» SOURCE EXTRACT:
* * *

The thing is, in this Kagha situation, you can do all that stuff. You probably have talked to the tieflings and know that Kagha has arrested their child for stealing the idol, so you have in information to prep. Cast guidance and disguise self on yourself before you open the stone door.

If you don't prep before opening the door, that's kind of on you. And at that point you're 15 feet away, and maybe your DM would still allow you to cast guidance. But most DMs would either not allow that or would roleplay the Kagha noticing the players and asking "Hey, why are you casting all those spells aimed at influencing opinions on yourself from 15 feet away from me?" (which the game can't do)




It is why I made a broader point and the details that you are referencing were contextual to that. I maybe be just one DM, and not most, so I cant speak for the world, but I do have some experience in this:

[Linked Image]

When an NPC says "Kagha is waiting for you in the door" you don't blow all your spells (actual rest mechanic wink ) for....what exactly? talking? sneaking? saving children? for what is a meet and greet. You don't place people into important situations blind. The level of information gathering you are talking about still doesn't lead to the expectation that you cross that threshold and need to deal with her about to kill a kid. Even seeing the kid, you dont expect her to be anything more than an overprotective druid scolding a child. I am sorry, it is unreasonable to think that given the information you are given and the likelihood of piecing it together on your first time playing the game to be able to prepare for that conversation sufficiently that you can give yourself a good chance at having the outcome you wanted (not that you KNOW what the situation is!).

* * *

» SUPPLIED RECORDS:
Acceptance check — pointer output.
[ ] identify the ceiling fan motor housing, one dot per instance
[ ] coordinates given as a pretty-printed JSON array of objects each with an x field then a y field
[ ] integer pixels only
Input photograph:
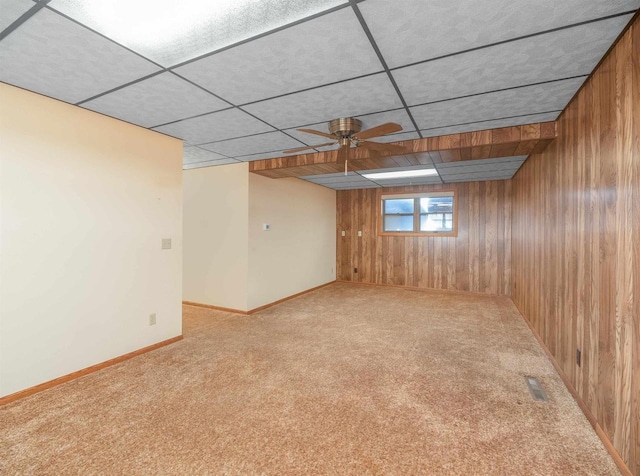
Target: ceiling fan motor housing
[{"x": 344, "y": 126}]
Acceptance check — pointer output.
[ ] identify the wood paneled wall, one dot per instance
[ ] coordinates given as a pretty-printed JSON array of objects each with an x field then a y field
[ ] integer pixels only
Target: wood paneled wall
[
  {"x": 576, "y": 239},
  {"x": 477, "y": 259}
]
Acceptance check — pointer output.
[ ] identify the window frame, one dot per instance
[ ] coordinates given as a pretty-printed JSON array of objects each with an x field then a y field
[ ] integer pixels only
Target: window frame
[{"x": 416, "y": 196}]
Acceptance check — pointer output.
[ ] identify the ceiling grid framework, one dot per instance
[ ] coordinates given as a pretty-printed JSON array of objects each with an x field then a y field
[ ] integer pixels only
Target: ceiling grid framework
[{"x": 239, "y": 93}]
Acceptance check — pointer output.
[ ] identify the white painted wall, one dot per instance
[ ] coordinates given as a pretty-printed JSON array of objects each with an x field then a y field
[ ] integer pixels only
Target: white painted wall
[
  {"x": 84, "y": 203},
  {"x": 230, "y": 262},
  {"x": 299, "y": 250},
  {"x": 216, "y": 216}
]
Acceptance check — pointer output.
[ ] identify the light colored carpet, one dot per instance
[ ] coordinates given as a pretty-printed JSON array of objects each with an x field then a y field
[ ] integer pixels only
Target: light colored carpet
[{"x": 348, "y": 379}]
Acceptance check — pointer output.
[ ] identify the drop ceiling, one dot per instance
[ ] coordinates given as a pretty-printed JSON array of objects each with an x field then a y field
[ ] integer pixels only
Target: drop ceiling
[{"x": 235, "y": 85}]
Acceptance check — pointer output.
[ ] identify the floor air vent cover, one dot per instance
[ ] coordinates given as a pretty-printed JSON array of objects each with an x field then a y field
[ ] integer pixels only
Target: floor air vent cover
[{"x": 536, "y": 389}]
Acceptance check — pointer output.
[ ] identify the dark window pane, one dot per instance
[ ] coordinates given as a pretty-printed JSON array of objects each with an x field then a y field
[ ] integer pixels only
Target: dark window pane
[
  {"x": 436, "y": 222},
  {"x": 436, "y": 205},
  {"x": 398, "y": 205},
  {"x": 398, "y": 223}
]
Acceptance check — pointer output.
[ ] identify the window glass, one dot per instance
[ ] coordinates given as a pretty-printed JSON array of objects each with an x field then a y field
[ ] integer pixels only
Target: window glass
[
  {"x": 436, "y": 222},
  {"x": 436, "y": 204},
  {"x": 400, "y": 205},
  {"x": 398, "y": 223},
  {"x": 427, "y": 213}
]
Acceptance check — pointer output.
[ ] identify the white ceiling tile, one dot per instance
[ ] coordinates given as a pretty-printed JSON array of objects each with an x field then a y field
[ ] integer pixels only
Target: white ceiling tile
[
  {"x": 492, "y": 124},
  {"x": 172, "y": 32},
  {"x": 328, "y": 176},
  {"x": 557, "y": 55},
  {"x": 397, "y": 169},
  {"x": 402, "y": 182},
  {"x": 407, "y": 31},
  {"x": 157, "y": 100},
  {"x": 479, "y": 169},
  {"x": 340, "y": 179},
  {"x": 52, "y": 55},
  {"x": 191, "y": 154},
  {"x": 269, "y": 142},
  {"x": 210, "y": 163},
  {"x": 290, "y": 60},
  {"x": 445, "y": 167},
  {"x": 513, "y": 102},
  {"x": 12, "y": 10},
  {"x": 478, "y": 177},
  {"x": 399, "y": 116},
  {"x": 217, "y": 126},
  {"x": 353, "y": 186},
  {"x": 350, "y": 98},
  {"x": 261, "y": 156}
]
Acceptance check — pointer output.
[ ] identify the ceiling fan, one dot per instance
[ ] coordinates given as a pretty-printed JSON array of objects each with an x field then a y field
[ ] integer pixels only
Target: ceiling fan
[{"x": 347, "y": 132}]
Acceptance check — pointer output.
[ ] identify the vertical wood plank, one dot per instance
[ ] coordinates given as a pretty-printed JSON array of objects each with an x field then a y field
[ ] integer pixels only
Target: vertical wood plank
[{"x": 575, "y": 245}]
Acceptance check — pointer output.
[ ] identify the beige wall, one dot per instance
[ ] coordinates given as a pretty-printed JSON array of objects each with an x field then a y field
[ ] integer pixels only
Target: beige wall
[
  {"x": 216, "y": 201},
  {"x": 299, "y": 250},
  {"x": 84, "y": 203},
  {"x": 229, "y": 261}
]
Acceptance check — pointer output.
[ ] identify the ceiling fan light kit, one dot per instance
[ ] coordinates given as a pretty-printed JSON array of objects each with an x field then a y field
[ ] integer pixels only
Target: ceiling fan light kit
[{"x": 347, "y": 132}]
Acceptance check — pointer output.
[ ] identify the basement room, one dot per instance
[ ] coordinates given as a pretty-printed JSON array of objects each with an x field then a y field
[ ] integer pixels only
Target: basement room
[{"x": 359, "y": 237}]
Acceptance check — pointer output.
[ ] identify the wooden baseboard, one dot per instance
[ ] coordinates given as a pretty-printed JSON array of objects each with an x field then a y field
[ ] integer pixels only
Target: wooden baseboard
[
  {"x": 257, "y": 309},
  {"x": 416, "y": 288},
  {"x": 583, "y": 406},
  {"x": 81, "y": 373},
  {"x": 216, "y": 308}
]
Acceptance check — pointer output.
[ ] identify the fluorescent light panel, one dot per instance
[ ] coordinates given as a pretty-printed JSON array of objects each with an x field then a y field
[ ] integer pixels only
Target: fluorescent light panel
[
  {"x": 170, "y": 31},
  {"x": 401, "y": 174}
]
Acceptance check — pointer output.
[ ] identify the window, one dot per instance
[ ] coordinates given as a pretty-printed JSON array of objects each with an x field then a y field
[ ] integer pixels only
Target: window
[{"x": 419, "y": 213}]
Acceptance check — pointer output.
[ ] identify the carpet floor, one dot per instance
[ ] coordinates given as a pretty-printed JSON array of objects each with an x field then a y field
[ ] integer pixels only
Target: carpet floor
[{"x": 348, "y": 379}]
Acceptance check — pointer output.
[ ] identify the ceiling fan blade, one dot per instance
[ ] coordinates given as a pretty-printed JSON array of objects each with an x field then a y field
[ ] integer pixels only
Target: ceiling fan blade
[
  {"x": 391, "y": 148},
  {"x": 318, "y": 133},
  {"x": 380, "y": 130},
  {"x": 343, "y": 153},
  {"x": 300, "y": 149}
]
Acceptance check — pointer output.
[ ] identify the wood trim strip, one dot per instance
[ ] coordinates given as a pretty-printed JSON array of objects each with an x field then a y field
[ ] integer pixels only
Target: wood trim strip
[
  {"x": 81, "y": 373},
  {"x": 417, "y": 288},
  {"x": 501, "y": 142},
  {"x": 216, "y": 308},
  {"x": 257, "y": 309},
  {"x": 279, "y": 301},
  {"x": 583, "y": 406}
]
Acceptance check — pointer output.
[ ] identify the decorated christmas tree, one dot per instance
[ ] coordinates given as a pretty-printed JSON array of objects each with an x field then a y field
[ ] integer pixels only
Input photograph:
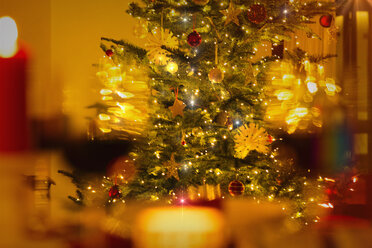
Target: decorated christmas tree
[{"x": 193, "y": 99}]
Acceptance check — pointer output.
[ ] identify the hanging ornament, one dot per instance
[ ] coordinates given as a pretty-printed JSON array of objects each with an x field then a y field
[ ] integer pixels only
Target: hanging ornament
[
  {"x": 333, "y": 32},
  {"x": 270, "y": 139},
  {"x": 140, "y": 29},
  {"x": 250, "y": 73},
  {"x": 194, "y": 39},
  {"x": 326, "y": 20},
  {"x": 256, "y": 13},
  {"x": 231, "y": 14},
  {"x": 200, "y": 2},
  {"x": 178, "y": 106},
  {"x": 236, "y": 188},
  {"x": 224, "y": 119},
  {"x": 172, "y": 67},
  {"x": 183, "y": 142},
  {"x": 172, "y": 168},
  {"x": 216, "y": 75},
  {"x": 250, "y": 138},
  {"x": 155, "y": 41},
  {"x": 115, "y": 192},
  {"x": 109, "y": 52}
]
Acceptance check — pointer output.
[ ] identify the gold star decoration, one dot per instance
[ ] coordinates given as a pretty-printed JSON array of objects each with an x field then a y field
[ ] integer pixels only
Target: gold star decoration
[
  {"x": 177, "y": 108},
  {"x": 172, "y": 168},
  {"x": 231, "y": 14}
]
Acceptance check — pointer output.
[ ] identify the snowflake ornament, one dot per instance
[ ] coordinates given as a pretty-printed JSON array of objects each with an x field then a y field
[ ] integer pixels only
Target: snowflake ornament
[
  {"x": 155, "y": 40},
  {"x": 251, "y": 138}
]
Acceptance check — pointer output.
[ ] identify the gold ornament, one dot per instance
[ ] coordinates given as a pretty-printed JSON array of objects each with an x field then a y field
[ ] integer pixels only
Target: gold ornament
[
  {"x": 250, "y": 73},
  {"x": 172, "y": 67},
  {"x": 250, "y": 138},
  {"x": 231, "y": 14},
  {"x": 155, "y": 40},
  {"x": 333, "y": 32},
  {"x": 204, "y": 192},
  {"x": 177, "y": 108},
  {"x": 216, "y": 75},
  {"x": 200, "y": 2},
  {"x": 172, "y": 168},
  {"x": 236, "y": 188},
  {"x": 140, "y": 29}
]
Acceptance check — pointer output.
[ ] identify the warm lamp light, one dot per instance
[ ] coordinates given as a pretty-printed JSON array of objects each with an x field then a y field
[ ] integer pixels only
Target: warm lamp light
[
  {"x": 181, "y": 227},
  {"x": 8, "y": 37}
]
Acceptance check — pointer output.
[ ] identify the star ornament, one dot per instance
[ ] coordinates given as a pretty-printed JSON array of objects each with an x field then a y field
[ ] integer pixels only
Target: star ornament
[
  {"x": 177, "y": 108},
  {"x": 231, "y": 14},
  {"x": 172, "y": 168}
]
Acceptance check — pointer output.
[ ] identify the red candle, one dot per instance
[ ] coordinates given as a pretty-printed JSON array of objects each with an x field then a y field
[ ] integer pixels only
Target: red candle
[{"x": 14, "y": 134}]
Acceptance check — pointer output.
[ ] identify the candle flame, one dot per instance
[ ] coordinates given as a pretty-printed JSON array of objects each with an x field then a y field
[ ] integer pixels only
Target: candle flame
[{"x": 8, "y": 37}]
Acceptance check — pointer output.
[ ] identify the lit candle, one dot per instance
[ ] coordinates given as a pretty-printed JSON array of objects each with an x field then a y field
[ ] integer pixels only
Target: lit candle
[
  {"x": 181, "y": 227},
  {"x": 13, "y": 63}
]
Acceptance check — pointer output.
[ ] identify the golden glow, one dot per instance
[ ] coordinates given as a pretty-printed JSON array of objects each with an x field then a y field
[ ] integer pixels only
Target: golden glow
[
  {"x": 326, "y": 205},
  {"x": 179, "y": 227},
  {"x": 105, "y": 130},
  {"x": 104, "y": 117},
  {"x": 105, "y": 92},
  {"x": 284, "y": 95},
  {"x": 172, "y": 67},
  {"x": 125, "y": 94},
  {"x": 8, "y": 37},
  {"x": 312, "y": 87},
  {"x": 114, "y": 75},
  {"x": 291, "y": 102}
]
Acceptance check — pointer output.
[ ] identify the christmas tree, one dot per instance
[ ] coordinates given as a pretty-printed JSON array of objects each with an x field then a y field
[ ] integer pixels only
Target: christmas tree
[{"x": 199, "y": 127}]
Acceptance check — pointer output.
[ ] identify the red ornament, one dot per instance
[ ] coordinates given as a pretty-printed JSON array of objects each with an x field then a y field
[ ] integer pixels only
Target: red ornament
[
  {"x": 109, "y": 52},
  {"x": 256, "y": 13},
  {"x": 194, "y": 39},
  {"x": 115, "y": 192},
  {"x": 236, "y": 188},
  {"x": 326, "y": 20}
]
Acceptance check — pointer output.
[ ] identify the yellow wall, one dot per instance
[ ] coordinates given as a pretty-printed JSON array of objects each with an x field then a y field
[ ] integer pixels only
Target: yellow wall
[{"x": 64, "y": 36}]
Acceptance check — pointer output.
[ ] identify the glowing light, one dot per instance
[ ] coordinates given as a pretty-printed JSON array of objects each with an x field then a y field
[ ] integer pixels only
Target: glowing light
[
  {"x": 114, "y": 74},
  {"x": 104, "y": 117},
  {"x": 8, "y": 37},
  {"x": 326, "y": 205},
  {"x": 312, "y": 87},
  {"x": 124, "y": 94},
  {"x": 354, "y": 179},
  {"x": 329, "y": 180},
  {"x": 105, "y": 92},
  {"x": 284, "y": 95},
  {"x": 179, "y": 227},
  {"x": 172, "y": 67}
]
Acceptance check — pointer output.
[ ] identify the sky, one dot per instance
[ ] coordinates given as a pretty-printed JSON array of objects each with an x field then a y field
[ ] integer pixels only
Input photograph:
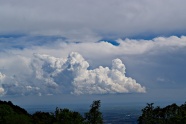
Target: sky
[{"x": 118, "y": 51}]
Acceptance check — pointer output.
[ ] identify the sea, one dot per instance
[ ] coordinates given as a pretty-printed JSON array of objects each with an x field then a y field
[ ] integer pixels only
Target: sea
[{"x": 112, "y": 114}]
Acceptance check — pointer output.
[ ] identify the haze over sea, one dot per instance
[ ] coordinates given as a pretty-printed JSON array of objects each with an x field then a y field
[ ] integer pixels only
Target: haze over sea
[{"x": 68, "y": 53}]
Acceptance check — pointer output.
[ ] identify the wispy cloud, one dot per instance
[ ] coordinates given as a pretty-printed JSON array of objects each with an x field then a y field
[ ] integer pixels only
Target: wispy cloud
[{"x": 87, "y": 21}]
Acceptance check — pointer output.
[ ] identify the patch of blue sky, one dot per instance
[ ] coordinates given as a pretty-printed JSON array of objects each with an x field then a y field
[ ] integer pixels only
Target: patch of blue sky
[
  {"x": 25, "y": 41},
  {"x": 113, "y": 42}
]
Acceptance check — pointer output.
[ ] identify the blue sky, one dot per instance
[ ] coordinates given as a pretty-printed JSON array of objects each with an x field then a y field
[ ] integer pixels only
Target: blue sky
[{"x": 129, "y": 51}]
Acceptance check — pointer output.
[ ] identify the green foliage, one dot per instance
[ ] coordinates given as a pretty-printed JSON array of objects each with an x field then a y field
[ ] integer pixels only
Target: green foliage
[
  {"x": 171, "y": 114},
  {"x": 94, "y": 116},
  {"x": 13, "y": 114}
]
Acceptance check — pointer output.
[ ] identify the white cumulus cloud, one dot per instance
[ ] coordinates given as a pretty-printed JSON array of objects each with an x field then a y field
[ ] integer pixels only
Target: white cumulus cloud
[{"x": 73, "y": 76}]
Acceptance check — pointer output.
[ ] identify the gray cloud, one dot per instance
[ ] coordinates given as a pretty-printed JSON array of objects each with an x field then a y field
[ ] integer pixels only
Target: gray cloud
[
  {"x": 92, "y": 20},
  {"x": 52, "y": 75},
  {"x": 51, "y": 71}
]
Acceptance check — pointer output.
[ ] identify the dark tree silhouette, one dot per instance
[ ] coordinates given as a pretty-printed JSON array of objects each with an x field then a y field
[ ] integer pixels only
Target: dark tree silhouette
[
  {"x": 94, "y": 116},
  {"x": 171, "y": 114}
]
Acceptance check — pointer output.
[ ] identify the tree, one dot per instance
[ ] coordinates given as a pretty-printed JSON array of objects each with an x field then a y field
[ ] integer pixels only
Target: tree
[
  {"x": 65, "y": 116},
  {"x": 94, "y": 116},
  {"x": 171, "y": 114}
]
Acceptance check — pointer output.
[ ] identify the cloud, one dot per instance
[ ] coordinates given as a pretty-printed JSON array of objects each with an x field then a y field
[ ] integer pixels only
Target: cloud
[
  {"x": 73, "y": 73},
  {"x": 55, "y": 71},
  {"x": 51, "y": 75},
  {"x": 2, "y": 76},
  {"x": 87, "y": 21}
]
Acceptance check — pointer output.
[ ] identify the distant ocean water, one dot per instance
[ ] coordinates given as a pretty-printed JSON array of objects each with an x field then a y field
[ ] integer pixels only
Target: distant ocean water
[{"x": 111, "y": 114}]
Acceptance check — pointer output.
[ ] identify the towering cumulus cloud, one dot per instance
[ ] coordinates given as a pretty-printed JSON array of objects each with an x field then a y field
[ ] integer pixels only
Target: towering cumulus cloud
[
  {"x": 71, "y": 75},
  {"x": 2, "y": 76}
]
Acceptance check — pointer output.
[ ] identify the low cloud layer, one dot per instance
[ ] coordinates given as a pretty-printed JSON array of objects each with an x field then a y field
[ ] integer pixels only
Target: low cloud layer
[{"x": 69, "y": 75}]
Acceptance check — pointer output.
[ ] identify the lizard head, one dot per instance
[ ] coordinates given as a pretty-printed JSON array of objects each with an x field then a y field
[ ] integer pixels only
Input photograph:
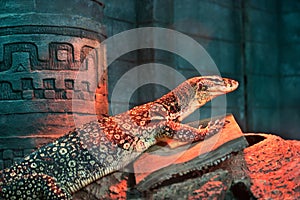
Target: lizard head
[{"x": 208, "y": 87}]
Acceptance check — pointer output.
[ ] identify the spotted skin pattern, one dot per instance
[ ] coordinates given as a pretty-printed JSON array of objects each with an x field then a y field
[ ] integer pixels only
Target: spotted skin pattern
[{"x": 71, "y": 162}]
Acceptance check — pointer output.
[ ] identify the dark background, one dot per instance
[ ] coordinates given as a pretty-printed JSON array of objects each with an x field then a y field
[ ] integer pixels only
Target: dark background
[{"x": 256, "y": 42}]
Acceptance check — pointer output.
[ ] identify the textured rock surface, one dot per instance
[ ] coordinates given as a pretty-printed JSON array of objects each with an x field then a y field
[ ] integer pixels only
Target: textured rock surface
[
  {"x": 274, "y": 168},
  {"x": 268, "y": 169}
]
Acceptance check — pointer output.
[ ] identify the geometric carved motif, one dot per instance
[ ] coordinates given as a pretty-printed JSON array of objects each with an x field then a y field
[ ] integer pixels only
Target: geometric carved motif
[
  {"x": 7, "y": 93},
  {"x": 23, "y": 56}
]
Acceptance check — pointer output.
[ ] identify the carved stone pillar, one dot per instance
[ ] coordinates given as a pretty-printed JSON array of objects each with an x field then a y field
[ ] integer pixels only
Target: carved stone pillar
[{"x": 42, "y": 46}]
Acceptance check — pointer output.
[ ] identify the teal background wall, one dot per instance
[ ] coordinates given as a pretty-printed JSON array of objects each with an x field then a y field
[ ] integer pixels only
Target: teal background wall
[{"x": 255, "y": 42}]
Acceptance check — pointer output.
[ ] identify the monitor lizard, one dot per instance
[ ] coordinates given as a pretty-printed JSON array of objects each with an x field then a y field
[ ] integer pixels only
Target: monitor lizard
[{"x": 85, "y": 154}]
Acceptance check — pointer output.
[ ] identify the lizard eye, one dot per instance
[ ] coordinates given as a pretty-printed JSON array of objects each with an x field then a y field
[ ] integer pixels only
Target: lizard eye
[{"x": 202, "y": 87}]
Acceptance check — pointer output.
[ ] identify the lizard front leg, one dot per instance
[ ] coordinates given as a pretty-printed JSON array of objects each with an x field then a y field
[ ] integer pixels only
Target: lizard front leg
[
  {"x": 186, "y": 133},
  {"x": 33, "y": 186}
]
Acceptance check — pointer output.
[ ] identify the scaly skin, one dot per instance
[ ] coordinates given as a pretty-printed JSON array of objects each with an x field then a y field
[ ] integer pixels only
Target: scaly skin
[{"x": 59, "y": 169}]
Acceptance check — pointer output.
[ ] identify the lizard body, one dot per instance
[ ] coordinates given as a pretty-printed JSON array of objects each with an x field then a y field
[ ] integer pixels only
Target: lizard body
[{"x": 57, "y": 170}]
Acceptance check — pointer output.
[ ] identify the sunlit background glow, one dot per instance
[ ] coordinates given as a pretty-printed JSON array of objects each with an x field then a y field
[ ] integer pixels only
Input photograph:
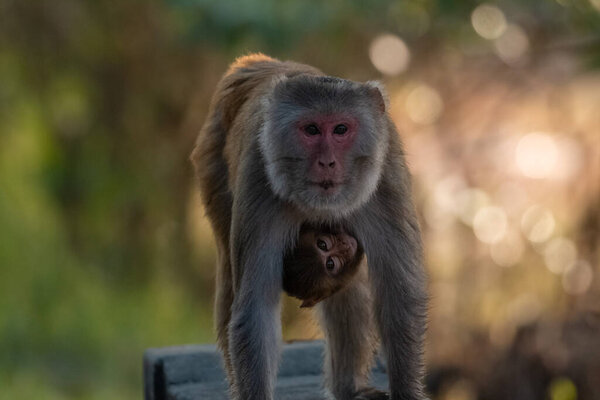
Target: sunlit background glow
[
  {"x": 109, "y": 252},
  {"x": 488, "y": 21},
  {"x": 389, "y": 54}
]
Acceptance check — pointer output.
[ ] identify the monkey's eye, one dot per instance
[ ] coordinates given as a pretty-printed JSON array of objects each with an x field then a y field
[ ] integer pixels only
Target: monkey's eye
[
  {"x": 321, "y": 244},
  {"x": 330, "y": 265},
  {"x": 340, "y": 129},
  {"x": 311, "y": 129}
]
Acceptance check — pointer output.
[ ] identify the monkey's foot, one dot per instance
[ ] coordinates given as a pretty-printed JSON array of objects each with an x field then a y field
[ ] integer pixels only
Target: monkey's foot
[{"x": 370, "y": 394}]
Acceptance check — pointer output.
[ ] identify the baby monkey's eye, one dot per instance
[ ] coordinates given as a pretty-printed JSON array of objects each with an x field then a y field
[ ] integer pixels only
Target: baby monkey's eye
[
  {"x": 311, "y": 129},
  {"x": 321, "y": 244},
  {"x": 340, "y": 129},
  {"x": 330, "y": 265}
]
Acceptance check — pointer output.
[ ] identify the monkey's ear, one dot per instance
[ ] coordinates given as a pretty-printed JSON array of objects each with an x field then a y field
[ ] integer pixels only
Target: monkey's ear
[
  {"x": 378, "y": 94},
  {"x": 276, "y": 81}
]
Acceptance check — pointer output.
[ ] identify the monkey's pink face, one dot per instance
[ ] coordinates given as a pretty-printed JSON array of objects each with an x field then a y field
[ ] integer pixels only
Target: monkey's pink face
[{"x": 327, "y": 139}]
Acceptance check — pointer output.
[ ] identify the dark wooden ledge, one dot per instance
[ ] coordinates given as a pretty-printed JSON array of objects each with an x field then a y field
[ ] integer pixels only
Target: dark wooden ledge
[{"x": 195, "y": 372}]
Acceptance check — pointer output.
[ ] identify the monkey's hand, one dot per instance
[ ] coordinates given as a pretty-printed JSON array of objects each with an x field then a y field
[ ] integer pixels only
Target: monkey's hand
[{"x": 370, "y": 394}]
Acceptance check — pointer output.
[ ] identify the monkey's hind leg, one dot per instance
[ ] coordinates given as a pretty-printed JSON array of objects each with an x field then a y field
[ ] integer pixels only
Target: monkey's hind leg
[
  {"x": 347, "y": 321},
  {"x": 223, "y": 302}
]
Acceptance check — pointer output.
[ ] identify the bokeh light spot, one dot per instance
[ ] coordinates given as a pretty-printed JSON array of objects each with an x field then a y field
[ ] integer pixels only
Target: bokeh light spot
[
  {"x": 469, "y": 202},
  {"x": 536, "y": 155},
  {"x": 488, "y": 21},
  {"x": 389, "y": 54},
  {"x": 512, "y": 45}
]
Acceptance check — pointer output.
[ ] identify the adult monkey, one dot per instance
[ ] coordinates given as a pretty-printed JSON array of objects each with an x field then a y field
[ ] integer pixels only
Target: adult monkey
[{"x": 285, "y": 145}]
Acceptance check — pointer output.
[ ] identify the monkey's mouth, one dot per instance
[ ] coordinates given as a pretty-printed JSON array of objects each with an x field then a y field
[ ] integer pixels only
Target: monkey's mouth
[{"x": 326, "y": 185}]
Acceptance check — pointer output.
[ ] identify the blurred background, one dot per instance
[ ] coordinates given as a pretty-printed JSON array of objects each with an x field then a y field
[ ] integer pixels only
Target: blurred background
[{"x": 104, "y": 248}]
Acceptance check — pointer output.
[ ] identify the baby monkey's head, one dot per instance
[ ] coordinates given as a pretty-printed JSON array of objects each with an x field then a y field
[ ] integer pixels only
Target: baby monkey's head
[{"x": 323, "y": 262}]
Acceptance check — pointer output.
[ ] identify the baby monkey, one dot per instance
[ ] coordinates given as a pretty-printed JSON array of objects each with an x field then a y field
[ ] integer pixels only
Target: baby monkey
[{"x": 324, "y": 261}]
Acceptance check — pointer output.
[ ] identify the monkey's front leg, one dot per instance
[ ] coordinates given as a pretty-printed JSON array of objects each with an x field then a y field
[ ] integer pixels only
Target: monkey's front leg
[
  {"x": 259, "y": 236},
  {"x": 392, "y": 243},
  {"x": 254, "y": 334},
  {"x": 347, "y": 321}
]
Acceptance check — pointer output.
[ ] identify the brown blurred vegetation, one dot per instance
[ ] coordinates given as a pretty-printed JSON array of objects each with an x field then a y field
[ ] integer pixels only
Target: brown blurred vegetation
[{"x": 104, "y": 250}]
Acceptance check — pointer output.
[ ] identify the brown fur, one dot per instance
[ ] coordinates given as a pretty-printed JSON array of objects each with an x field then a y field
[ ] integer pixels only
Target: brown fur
[{"x": 251, "y": 176}]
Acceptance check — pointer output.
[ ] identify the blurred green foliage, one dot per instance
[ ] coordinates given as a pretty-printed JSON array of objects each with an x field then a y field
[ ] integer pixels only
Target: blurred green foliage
[{"x": 100, "y": 102}]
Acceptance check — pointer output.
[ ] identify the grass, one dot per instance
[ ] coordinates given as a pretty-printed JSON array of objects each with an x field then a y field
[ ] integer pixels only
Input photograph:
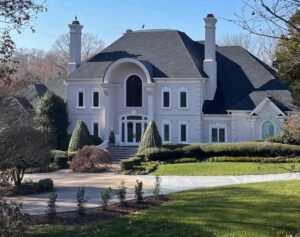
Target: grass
[
  {"x": 223, "y": 168},
  {"x": 260, "y": 210}
]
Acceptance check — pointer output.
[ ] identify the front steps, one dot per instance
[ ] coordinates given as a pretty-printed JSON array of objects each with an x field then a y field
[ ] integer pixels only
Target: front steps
[{"x": 118, "y": 153}]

* * *

» WHAT THE EXERCISE ASKS: Reproduce the passage about the Kagha encounter from above in full, word for word.

» EXERCISE ANSWER:
The thing is, in this Kagha situation, you can do all that stuff. You probably have talked to the tieflings and know that Kagha has arrested their child for stealing the idol, so you have in information to prep. Cast guidance and disguise self on yourself before you open the stone door.

If you don't prep before opening the door, that's kind of on you. And at that point you're 15 feet away, and maybe your DM would still allow you to cast guidance. But most DMs would either not allow that or would roleplay the Kagha noticing the players and asking "Hey, why are you casting all those spells aimed at influencing opinions on yourself from 15 feet away from me?" (which the game can't do)




It is why I made a broader point and the details that you are referencing were contextual to that. I maybe be just one DM, and not most, so I cant speak for the world, but I do have some experience in this:

[Linked Image]

When an NPC says "Kagha is waiting for you in the door" you don't blow all your spells (actual rest mechanic wink ) for....what exactly? talking? sneaking? saving children? for what is a meet and greet. You don't place people into important situations blind. The level of information gathering you are talking about still doesn't lead to the expectation that you cross that threshold and need to deal with her about to kill a kid. Even seeing the kid, you dont expect her to be anything more than an overprotective druid scolding a child. I am sorry, it is unreasonable to think that given the information you are given and the likelihood of piecing it together on your first time playing the game to be able to prepare for that conversation sufficiently that you can give yourself a good chance at having the outcome you wanted (not that you KNOW what the situation is!).